The International String Figure Association is not-for-profit organization for the preservation, dissemination, and creation of string figures. The association was founded in Japan in 1978 by mathematician Hiroshi Noguchi and Anglican missionary Philip Noble, and is now run by Mark Sherman out of California. Members have included Honor Maude. ISFA publishes the Bulletin of the International String Figure Association (ISSN 1076-7886) annually, ISFA News semi-annually, and String Figure Magazine quarterly (ISSN 1087-1527).

Mission and activities
The mission of the ISFA is to "gather, preserve, and distribute string figure knowledge so that future generations will continue to enjoy" them.

Activities of the association include working backwards and attempting variations to solve "Figures Known Only from the Finished Pattern". Other activities include the Arctic String Figure Project.

→ The task
Reproduce the portion of the passage about the International String Figure Association starting at "The International String Figure Association is" and ending at "String Figure Project.". Draw only on the passage about the International String Figure Association.

→ Data lines
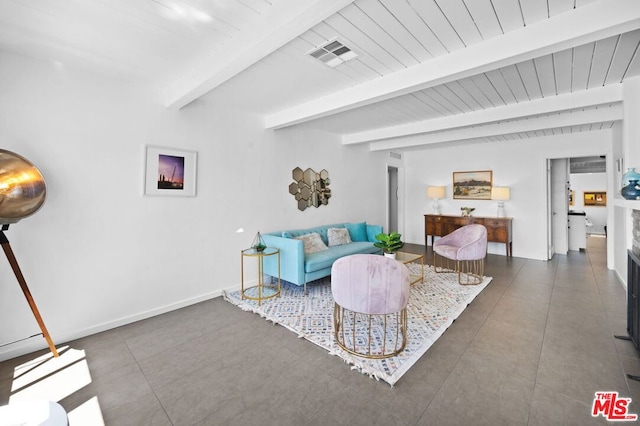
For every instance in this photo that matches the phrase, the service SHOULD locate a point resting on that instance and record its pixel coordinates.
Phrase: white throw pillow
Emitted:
(338, 236)
(312, 243)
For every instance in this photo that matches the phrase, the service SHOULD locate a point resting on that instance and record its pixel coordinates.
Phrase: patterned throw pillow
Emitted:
(312, 243)
(358, 231)
(338, 236)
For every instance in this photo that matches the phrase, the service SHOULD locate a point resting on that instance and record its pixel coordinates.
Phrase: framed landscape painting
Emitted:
(472, 185)
(170, 172)
(598, 199)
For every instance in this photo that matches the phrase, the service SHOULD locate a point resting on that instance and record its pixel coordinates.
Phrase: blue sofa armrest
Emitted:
(291, 259)
(372, 231)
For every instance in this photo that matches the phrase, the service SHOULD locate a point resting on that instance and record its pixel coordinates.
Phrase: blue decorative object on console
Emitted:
(629, 175)
(631, 191)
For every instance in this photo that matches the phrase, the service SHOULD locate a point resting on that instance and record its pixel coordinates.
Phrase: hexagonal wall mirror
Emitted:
(310, 188)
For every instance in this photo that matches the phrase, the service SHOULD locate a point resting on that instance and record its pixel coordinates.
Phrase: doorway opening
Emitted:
(577, 205)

→ Correct output
The International String Figure Association is not-for-profit organization for the preservation, dissemination, and creation of string figures. The association was founded in Japan in 1978 by mathematician Hiroshi Noguchi and Anglican missionary Philip Noble, and is now run by Mark Sherman out of California. Members have included Honor Maude. ISFA publishes the Bulletin of the International String Figure Association (ISSN 1076-7886) annually, ISFA News semi-annually, and String Figure Magazine quarterly (ISSN 1087-1527).

Mission and activities
The mission of the ISFA is to "gather, preserve, and distribute string figure knowledge so that future generations will continue to enjoy" them.

Activities of the association include working backwards and attempting variations to solve "Figures Known Only from the Finished Pattern". Other activities include the Arctic String Figure Project.